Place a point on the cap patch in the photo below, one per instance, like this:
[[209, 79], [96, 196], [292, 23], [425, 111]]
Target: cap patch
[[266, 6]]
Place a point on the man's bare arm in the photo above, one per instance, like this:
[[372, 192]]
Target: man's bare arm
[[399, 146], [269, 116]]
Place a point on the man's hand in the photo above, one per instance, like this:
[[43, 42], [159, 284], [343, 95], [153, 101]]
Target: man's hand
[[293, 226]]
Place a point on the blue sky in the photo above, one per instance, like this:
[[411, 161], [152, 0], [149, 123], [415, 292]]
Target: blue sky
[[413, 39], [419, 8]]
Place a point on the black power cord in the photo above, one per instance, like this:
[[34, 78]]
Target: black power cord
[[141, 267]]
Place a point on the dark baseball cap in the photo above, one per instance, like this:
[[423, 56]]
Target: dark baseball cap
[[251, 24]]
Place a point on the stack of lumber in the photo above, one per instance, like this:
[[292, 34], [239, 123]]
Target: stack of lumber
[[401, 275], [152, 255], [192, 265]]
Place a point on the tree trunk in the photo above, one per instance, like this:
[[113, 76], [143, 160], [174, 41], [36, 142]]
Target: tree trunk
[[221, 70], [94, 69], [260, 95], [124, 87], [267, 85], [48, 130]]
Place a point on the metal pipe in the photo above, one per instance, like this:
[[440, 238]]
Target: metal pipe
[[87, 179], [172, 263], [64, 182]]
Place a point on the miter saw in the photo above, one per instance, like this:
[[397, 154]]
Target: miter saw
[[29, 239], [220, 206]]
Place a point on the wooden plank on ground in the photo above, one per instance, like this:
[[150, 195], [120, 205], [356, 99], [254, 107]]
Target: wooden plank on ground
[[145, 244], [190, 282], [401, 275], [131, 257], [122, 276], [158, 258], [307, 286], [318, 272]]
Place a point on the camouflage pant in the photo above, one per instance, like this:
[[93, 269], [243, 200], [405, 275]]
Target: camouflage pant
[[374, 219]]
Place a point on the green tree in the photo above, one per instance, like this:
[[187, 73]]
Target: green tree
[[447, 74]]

▸ What the task requires
Add 145 to every coordinate in the answers, then write out in full every line of the data from the line containing "Place a point on the stack" through the line containing "286], [318, 272]]", inclusive. Leave all other numbers in those lines unchanged.

▸ Written response
Place a point on the stack of lumber in the photo above, one per instance, like this:
[[292, 34], [239, 123]]
Target: stack of lumber
[[546, 420], [297, 400], [337, 410]]
Place a point on the tree trunk in the photo above, one per instance, like this:
[[113, 76], [143, 160], [174, 41], [36, 142]]
Target: tree trunk
[[366, 215], [239, 214], [405, 240], [269, 232], [412, 230], [193, 275]]
Place a point on the metal pipe in the photo above, one per instance, like this:
[[440, 238]]
Target: metal pipe
[[232, 324], [317, 408], [209, 327]]
Place a point on the miter saw in the photo above, one per instance, like this:
[[397, 154]]
Target: miter saw
[[174, 384], [365, 351]]
Place a point on the wooden plank on ground in the photo above, one per instance, like this:
[[150, 195], [120, 205], [356, 99], [254, 107]]
Target: wooden plank on ground
[[290, 389], [335, 427], [546, 420], [276, 402], [267, 421], [303, 403], [452, 431], [463, 417]]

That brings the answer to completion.